> _DOCUMENT SEGMENT_
▼
I have always been cooking. I sold plenty of things in college, like dinners and liquor-infused cheesecakes with Kahlua and Bailey’s. It got to a point where I started doing dinner parties at my house for the people I went to college with, a lot of my sorority sisters, and they were like, “You should really do this as a side catering company.” And I was like, “I don’t know.”
And then I had a kid in college. I remember when I would volunteer to do the kids’ holiday parties, all of the moms would get pissed at me because I was so on. Like I had the kids in there making beignets, dipping strawberries, and making fortune cookies. I was really doing the most.
I started doing little things like that. And I was like, “Well, maybe this could be a business.” And as I started to get into catering and doing gigs, I thought about going to culinary school. But I was like, “Shit, I’ve already gone to pharmacy school… I already understand the basics of cooking, so let me figure out if I could just go straight to work and do internships and stages.” And that’s what I did.
I speak to a lot of women, especially women of color, because we’re often put in positions where we’re not heard and not recognized as a valuable asset in kitchens. When it comes to junior sous, sous chef, chef de cuisine, and executive chef — we’re not really taken seriously in those positions. Therefore, we’re not put in line for James Beards and Michelin stars and any type of notoriety. So I always press upon them to understand their greatness very early. Even though you may doubt your skill level, you can still be really great with dedication. And at one point, I just asked the universe to bless my hands if I decided to do one thing really, really good.
▲
> _PROBLEM SET_
1. Answer these about the account of becoming a cook, above:
(a) Besides dinners, what did the speaker sell in college?
(b) What school had the speaker already gone to before thinking about culinary school?
(c) Which honors does the speaker say women of color are not put in line for?
2. Pull out the part of the account of becoming a cook, above, starting with "I speak to a" and going on through "really, really good.", copying it word for word.
The material that comes next stands apart from the account above.

> _DATA SHOWN_
▼
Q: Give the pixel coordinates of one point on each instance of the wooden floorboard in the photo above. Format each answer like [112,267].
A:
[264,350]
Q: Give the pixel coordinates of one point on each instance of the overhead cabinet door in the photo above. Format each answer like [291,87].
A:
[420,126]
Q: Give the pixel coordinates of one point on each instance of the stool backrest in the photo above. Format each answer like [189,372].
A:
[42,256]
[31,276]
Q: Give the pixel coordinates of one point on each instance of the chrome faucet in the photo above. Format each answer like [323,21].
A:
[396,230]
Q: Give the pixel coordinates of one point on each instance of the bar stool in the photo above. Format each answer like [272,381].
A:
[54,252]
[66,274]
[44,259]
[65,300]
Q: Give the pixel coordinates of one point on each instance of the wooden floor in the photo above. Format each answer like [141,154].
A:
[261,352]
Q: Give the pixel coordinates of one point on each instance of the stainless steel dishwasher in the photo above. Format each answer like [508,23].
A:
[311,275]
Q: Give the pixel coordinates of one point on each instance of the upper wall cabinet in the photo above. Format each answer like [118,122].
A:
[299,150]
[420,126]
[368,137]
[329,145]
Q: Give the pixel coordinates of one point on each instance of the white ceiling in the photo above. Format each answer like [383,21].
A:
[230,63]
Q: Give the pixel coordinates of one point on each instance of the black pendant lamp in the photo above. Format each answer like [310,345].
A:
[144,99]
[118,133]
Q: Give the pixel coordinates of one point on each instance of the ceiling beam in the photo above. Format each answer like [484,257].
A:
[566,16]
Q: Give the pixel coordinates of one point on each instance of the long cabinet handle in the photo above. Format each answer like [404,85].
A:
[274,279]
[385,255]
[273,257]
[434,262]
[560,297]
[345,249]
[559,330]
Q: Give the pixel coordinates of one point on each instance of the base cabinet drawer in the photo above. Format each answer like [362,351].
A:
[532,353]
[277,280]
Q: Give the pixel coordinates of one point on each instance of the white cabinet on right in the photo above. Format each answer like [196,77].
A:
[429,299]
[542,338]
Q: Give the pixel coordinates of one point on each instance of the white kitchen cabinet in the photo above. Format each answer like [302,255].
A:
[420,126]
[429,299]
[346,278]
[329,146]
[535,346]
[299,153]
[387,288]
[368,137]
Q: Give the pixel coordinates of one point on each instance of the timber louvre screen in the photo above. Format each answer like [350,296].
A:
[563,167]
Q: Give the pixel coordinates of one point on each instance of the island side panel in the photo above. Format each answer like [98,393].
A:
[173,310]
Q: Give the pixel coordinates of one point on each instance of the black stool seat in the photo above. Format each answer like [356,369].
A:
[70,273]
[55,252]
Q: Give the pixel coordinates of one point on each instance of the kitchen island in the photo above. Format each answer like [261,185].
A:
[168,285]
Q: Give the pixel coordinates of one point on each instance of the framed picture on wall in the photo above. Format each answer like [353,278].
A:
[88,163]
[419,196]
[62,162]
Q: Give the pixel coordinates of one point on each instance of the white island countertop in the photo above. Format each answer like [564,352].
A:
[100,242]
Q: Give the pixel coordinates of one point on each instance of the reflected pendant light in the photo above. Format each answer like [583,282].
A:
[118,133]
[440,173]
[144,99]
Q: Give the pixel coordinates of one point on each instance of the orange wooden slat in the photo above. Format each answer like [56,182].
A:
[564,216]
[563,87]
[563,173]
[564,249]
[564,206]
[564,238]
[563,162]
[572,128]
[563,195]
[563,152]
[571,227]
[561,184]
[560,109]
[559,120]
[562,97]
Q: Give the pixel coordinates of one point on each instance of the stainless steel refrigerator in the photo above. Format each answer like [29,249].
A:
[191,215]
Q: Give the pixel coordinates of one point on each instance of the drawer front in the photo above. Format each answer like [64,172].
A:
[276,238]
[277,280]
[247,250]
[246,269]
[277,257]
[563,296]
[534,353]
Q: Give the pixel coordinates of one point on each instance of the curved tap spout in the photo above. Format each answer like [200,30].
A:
▲
> _RESPONSES TO THE EXERCISE_
1.
(a) Liquor-infused cheesecakes with Kahlua and Bailey's.
(b) Pharmacy school.
(c) James Beards and Michelin stars.

2.
I speak to a lot of women, especially women of color, because we’re often put in positions where we’re not heard and not recognized as a valuable asset in kitchens. When it comes to junior sous, sous chef, chef de cuisine, and executive chef — we’re not really taken seriously in those positions. Therefore, we’re not put in line for James Beards and Michelin stars and any type of notoriety. So I always press upon them to understand their greatness very early. Even though you may doubt your skill level, you can still be really great with dedication. And at one point, I just asked the universe to bless my hands if I decided to do one thing really, really good.